I have been trying to understand the physical concept of Gain and Phase Margin.

What I understand about this is that a relative comparison around the critical point \$(-1,0)\$, which when converted to magnitude and phase form turns out Magnitude = 1 and phase = -180°.

Also for a negative feedback system the Gain and Phase Margin should be positive, i.e., a system is unstable under the following 2 cases:

  1. When the System/OLTF phase is -180° but System Magnitude \$>1\$. Thereby making Gain Margin negative. I was able to correlate a physical meaning to this condition as the same would lead to a positive feedback condition with Gain \$>1\$ thereby leading to Unbounded output and hence instability.

  2. When the System Magnitude = \$1\$ but System Phase \$>-\$ 180°. I'm not able to get a physical understanding of this unstablility case.

My questions:

  • How is after all phase used to comment about unstability of a closed loop system?

  • In this case after accounting for the negative feedback inherently present due to negative feedback the net phase might turn out to be positive, so how does that make the system unstable?


Gain and phase margin are usually applied to systems that are amplifiers of some sort with negative feedback around them. The more negative feedback, the tighter the system is controlled. However, you don't want to provide feedback in such a way that the system will oscillate. The gain and phase margin are two metrics to tell you how close the system is to oscillation (instability).

A system with over-unity gain will oscillate with positive feedback. Usually the intent is to stabilize a system by using negative feedback. However, if this is phase shifted by 180°, then it becomes positive feedback, and the system will oscillate. This can happen due to various characteristics of the system itself or what happens to the feedback signal.

_Entries provided_
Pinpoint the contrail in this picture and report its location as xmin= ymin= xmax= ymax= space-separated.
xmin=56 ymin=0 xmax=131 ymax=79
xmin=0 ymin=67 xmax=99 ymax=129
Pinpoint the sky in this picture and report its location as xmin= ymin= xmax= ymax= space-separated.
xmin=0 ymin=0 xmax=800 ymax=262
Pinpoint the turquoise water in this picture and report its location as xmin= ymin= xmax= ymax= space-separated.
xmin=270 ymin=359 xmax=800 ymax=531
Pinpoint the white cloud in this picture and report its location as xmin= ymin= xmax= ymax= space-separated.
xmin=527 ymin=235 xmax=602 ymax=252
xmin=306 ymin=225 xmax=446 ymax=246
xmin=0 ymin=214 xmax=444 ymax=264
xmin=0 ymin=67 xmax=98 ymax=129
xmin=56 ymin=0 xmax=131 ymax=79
--
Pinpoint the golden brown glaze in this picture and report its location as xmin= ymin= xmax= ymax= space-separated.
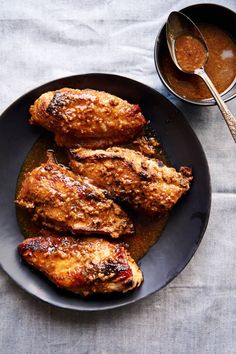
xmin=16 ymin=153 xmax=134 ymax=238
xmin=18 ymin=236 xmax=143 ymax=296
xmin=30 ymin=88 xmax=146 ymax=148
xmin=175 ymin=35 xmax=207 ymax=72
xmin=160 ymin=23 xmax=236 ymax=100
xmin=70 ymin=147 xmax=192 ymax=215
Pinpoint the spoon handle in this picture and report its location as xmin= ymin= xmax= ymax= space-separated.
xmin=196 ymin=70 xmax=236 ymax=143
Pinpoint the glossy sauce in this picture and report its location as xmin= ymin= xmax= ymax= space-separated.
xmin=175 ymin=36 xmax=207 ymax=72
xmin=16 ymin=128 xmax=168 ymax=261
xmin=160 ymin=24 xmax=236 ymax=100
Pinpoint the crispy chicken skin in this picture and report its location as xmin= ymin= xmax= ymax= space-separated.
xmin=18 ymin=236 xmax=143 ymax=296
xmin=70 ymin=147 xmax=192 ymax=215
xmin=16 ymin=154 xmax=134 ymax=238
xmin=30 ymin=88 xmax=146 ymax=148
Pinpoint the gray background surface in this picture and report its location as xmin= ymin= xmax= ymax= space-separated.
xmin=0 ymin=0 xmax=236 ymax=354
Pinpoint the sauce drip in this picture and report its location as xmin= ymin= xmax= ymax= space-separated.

_The exercise_
Reproduce the part of the gain and phase margin thread starting with "Also for a negative" and going on through "and hence instability.".

_Task response_
Also for a negative feedback system the Gain and Phase Margin should be positive, i.e., a system is unstable under the following 2 cases:

  1. When the System/OLTF phase is -180° but System Magnitude \$>1\$. Thereby making Gain Margin negative. I was able to correlate a physical meaning to this condition as the same would lead to a positive feedback condition with Gain \$>1\$ thereby leading to Unbounded output and hence instability.